Excerpted records section start

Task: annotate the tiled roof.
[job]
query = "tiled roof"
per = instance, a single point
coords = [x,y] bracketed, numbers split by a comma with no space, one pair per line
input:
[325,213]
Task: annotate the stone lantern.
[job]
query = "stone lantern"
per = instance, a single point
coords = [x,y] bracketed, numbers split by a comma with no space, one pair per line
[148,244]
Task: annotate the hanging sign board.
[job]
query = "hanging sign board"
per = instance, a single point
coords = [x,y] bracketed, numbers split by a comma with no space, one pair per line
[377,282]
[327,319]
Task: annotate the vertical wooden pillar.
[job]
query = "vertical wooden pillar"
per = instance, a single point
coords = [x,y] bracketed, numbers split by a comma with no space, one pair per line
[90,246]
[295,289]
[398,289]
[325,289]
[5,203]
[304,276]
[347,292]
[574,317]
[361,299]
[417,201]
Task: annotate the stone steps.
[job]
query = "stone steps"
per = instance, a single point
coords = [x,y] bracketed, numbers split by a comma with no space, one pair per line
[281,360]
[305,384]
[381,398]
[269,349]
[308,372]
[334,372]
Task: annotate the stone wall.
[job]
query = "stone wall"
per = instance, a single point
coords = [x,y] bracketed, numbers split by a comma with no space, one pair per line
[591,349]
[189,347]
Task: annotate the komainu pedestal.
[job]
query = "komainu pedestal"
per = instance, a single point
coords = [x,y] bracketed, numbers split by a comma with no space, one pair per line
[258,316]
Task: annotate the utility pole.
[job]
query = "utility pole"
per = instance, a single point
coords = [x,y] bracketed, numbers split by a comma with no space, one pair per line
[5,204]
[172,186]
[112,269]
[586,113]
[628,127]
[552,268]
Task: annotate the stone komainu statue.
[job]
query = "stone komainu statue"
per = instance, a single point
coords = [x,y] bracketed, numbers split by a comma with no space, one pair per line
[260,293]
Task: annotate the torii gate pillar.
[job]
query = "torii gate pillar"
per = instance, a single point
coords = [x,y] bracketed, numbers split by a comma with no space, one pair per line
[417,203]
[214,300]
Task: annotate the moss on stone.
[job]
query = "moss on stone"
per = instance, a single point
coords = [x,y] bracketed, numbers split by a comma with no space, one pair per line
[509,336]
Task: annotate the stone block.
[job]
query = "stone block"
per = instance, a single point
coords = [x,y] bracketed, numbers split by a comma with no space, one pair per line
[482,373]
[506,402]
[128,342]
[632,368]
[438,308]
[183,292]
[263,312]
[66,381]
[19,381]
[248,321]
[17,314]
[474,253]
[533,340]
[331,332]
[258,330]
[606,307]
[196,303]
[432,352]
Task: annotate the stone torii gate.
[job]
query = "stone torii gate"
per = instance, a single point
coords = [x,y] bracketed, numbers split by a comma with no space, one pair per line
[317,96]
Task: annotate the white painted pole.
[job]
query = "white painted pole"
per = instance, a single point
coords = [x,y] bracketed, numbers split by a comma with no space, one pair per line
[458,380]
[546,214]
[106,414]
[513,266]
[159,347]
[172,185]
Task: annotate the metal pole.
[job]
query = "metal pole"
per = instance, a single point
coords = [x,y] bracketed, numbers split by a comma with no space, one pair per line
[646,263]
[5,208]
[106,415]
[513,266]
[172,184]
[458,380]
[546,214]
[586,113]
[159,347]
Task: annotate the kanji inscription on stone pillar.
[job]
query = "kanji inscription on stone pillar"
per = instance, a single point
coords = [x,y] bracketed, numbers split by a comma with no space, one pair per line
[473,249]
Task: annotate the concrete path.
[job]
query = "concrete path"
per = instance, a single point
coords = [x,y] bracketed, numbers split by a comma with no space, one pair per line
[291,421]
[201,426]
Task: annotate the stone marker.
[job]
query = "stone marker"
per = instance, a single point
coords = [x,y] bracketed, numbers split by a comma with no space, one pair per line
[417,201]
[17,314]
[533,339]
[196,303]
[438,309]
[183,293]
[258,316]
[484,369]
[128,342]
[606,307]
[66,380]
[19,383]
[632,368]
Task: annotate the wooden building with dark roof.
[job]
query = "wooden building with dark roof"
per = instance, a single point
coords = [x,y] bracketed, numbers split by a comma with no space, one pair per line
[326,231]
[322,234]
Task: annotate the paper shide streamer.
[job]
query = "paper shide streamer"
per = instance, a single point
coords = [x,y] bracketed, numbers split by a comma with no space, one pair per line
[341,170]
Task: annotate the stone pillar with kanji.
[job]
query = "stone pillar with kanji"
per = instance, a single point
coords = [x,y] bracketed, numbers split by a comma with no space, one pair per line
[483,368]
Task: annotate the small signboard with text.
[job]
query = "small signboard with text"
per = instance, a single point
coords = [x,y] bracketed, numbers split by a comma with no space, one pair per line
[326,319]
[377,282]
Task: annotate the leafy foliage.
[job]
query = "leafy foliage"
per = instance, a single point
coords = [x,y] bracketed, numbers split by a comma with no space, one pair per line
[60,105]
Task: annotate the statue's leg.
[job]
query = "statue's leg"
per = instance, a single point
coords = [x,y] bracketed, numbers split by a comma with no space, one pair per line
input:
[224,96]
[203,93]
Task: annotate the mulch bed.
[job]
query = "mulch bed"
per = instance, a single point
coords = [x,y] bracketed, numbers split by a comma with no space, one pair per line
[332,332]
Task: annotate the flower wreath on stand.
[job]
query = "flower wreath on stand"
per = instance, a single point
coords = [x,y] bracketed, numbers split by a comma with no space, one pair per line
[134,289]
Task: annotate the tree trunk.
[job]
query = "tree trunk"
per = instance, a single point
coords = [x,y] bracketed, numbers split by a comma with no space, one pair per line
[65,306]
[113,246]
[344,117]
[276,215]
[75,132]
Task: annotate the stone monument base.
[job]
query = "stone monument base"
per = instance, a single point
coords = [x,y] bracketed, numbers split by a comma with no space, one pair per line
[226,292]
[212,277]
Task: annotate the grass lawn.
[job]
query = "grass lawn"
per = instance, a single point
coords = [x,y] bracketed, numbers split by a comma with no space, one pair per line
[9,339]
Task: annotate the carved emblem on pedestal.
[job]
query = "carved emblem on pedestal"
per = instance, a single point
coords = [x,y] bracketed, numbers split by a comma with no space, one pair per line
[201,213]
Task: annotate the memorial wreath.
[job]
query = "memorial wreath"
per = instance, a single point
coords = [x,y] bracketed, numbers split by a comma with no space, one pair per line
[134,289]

Excerpted records section end

--- Required work ---
With no word changed, write the entries out once more.

--- Answer for this exercise ---
Task: annotate the tiled roof.
[job]
query = "tiled roof"
per = instance, a single point
coords = [x,y] bracketed, numbers split by a comma with no space, one pair per line
input:
[325,213]
Task: annotate the stone lantern.
[job]
query = "stone lantern"
per = instance, a single point
coords = [x,y] bracketed, numbers split by a comma with no space, one pair per line
[148,244]
Task: annotate the hanging sign board.
[job]
query = "hanging sign board"
per = instance, a single point
coords = [x,y] bracketed, numbers split by a comma with no space, one pair per line
[377,282]
[327,319]
Task: annotate the vertical wooden pillar.
[job]
query = "vertical wooden pillar"
per = instance, a single point
coords = [x,y] bracketed, numbers split by a comma with no space, one pair per line
[90,246]
[295,289]
[398,289]
[325,289]
[5,203]
[304,276]
[347,292]
[574,317]
[361,299]
[417,201]
Task: annotate the stone steps.
[job]
query = "stone steps"
per = instance, a single point
coords = [x,y] bracketed, numbers split by a comma with no space, one pair per line
[281,360]
[305,384]
[381,398]
[269,349]
[308,372]
[334,372]
Task: annotate the stone wall.
[job]
query = "stone wall"
per = instance, a single point
coords = [x,y] bracketed, numbers split by a comma with no space, one pair per line
[591,349]
[189,347]
Task: annotate the komainu pedestal.
[job]
query = "komainu pedestal"
per = instance, a single point
coords = [x,y] bracketed, numbers split by a comma with no space, one pair per line
[258,316]
Task: annotate the utility pole.
[job]
query = "utility pole"
per = instance, a single point
coords = [x,y] bracketed, numbers split by a comma with no space, one pair per line
[5,204]
[172,186]
[112,269]
[586,113]
[628,127]
[552,268]
Task: annotate the stone komainu statue.
[job]
query = "stone komainu statue"
per = instance, a single point
coords = [x,y] bracketed, numbers split by a comma with no space, one pair per line
[260,293]
Task: annotate the torii gate pillar.
[job]
query = "torii gate pillar"
per = instance, a single point
coords = [x,y] bracketed, numbers split by a comma with no space, one pair per line
[417,203]
[214,300]
Task: annotate the moss on stone.
[job]
query = "moss on stone"
per = instance, a single point
coords = [x,y] bracketed, numbers split by a comma with no space, one pair per line
[509,336]
Task: annotate the stone block.
[job]
query = "stone block"
per = instance, a single point
coords = [x,y] bracketed, numbers split by a comma with no space, one pair per line
[482,373]
[506,402]
[128,342]
[632,368]
[438,308]
[183,292]
[263,312]
[66,381]
[19,381]
[248,321]
[17,314]
[474,253]
[533,340]
[331,332]
[258,330]
[606,307]
[196,303]
[432,352]
Task: annotate the stone torii gate.
[job]
query = "stone torii gate"
per = instance, a single point
coords = [x,y] bracketed, numbers split by a comma with no space, one pair per line
[317,96]
Task: annotate the white painted pole.
[job]
query = "white painted pole"
per = instance, a single point
coords = [x,y] bracketed, numbers split by a comma with no space, one pair per line
[458,380]
[546,214]
[106,414]
[513,266]
[159,347]
[172,185]
Task: annotate the metal pole.
[job]
query = "metal pole"
per = instance, a single point
coords = [x,y] bracketed, numbers split by a comma with no space, one pair per line
[646,263]
[5,208]
[106,415]
[513,266]
[172,184]
[458,380]
[546,214]
[586,113]
[159,347]
Task: annotate the kanji inscription on stone pillar.
[job]
query = "kanji inscription on stone pillar"
per = instance, a single point
coords = [x,y] bracketed, numbers split by a comma with no space, one pair per line
[473,249]
Task: annotate the concrete path.
[job]
query = "concrete path"
per = instance, a single point
coords = [x,y] bracketed, numbers split by a comma with no space, one pair per line
[291,421]
[201,426]
Task: annotate the stone marker.
[job]
query = "stone marker"
per = instance, a single point
coords = [x,y] bracketed, numbers split by a comma with no space, one pair per line
[417,201]
[17,314]
[533,339]
[196,303]
[438,309]
[183,293]
[258,316]
[484,369]
[128,342]
[606,307]
[66,380]
[19,383]
[632,368]
Task: annotate the wooden building with dark roof.
[job]
query = "wooden building with dark roof"
per = instance, a single point
coords = [x,y] bracketed, numbers split by a comma with no space, one pair per line
[326,231]
[322,234]
Task: annotate the paper shide streamer.
[job]
query = "paper shide streamer"
per = instance, a single point
coords = [x,y] bracketed, numbers split by a comma with no space, one pair per line
[341,170]
Task: annotate the stone pillar with kanji.
[job]
query = "stone pillar with kanji"
per = instance, a single point
coords = [x,y] bracketed, numbers split by a comma with no space, one pair per line
[483,368]
Task: annotate the small signboard with text.
[job]
query = "small signboard with text"
per = instance, a single point
coords = [x,y] bracketed, numbers split by a comma with no space, one pair per line
[326,319]
[377,282]
Task: annotate the leafy foliage.
[job]
query = "leafy foliage"
per = instance, a single point
coords = [x,y] bracketed, numbers split by a comma with no space, one pair per line
[60,105]
Task: annotate the statue's leg.
[job]
query = "statue's leg"
per = instance, a single point
coords = [x,y] bracketed, numbers split by a comma with no space, one pair per line
input:
[224,96]
[203,93]
Task: annotate the mulch bed.
[job]
query = "mulch bed"
per = instance, a single point
coords = [x,y] bracketed, numbers split by a comma with no space, one pair per line
[332,332]
Task: annotate the flower wreath on stand.
[job]
query = "flower wreath on stand"
per = instance, a single point
coords = [x,y] bracketed, numbers split by a comma with no space, one pair per line
[134,289]
Task: annotate the tree trunk.
[job]
query = "tree trunk"
per = instance, a single point
coords = [x,y] bracketed, numbers split by a comma with no space, one pair per line
[65,306]
[113,246]
[344,117]
[276,215]
[75,132]
Task: annotate the stone monument base.
[job]
query = "stone monument base"
per = instance, a single point
coords = [x,y] bracketed, numbers split by a comma with no space, one pair per line
[226,292]
[212,277]
Task: annotate the grass lawn.
[job]
query = "grass lawn"
per = instance, a single point
coords = [x,y] bracketed, numbers split by a comma with no space, one pair per line
[9,339]
Task: annotate the carved emblem on pedestal.
[job]
query = "carved emblem on pedestal"
per = instance, a single point
coords = [x,y] bracketed, numbers split by a comma with no space, one pair per line
[201,213]
Task: annotate the memorial wreath.
[job]
query = "memorial wreath"
per = instance, a single point
coords = [x,y] bracketed, numbers split by a comma with no space, one pair per line
[134,289]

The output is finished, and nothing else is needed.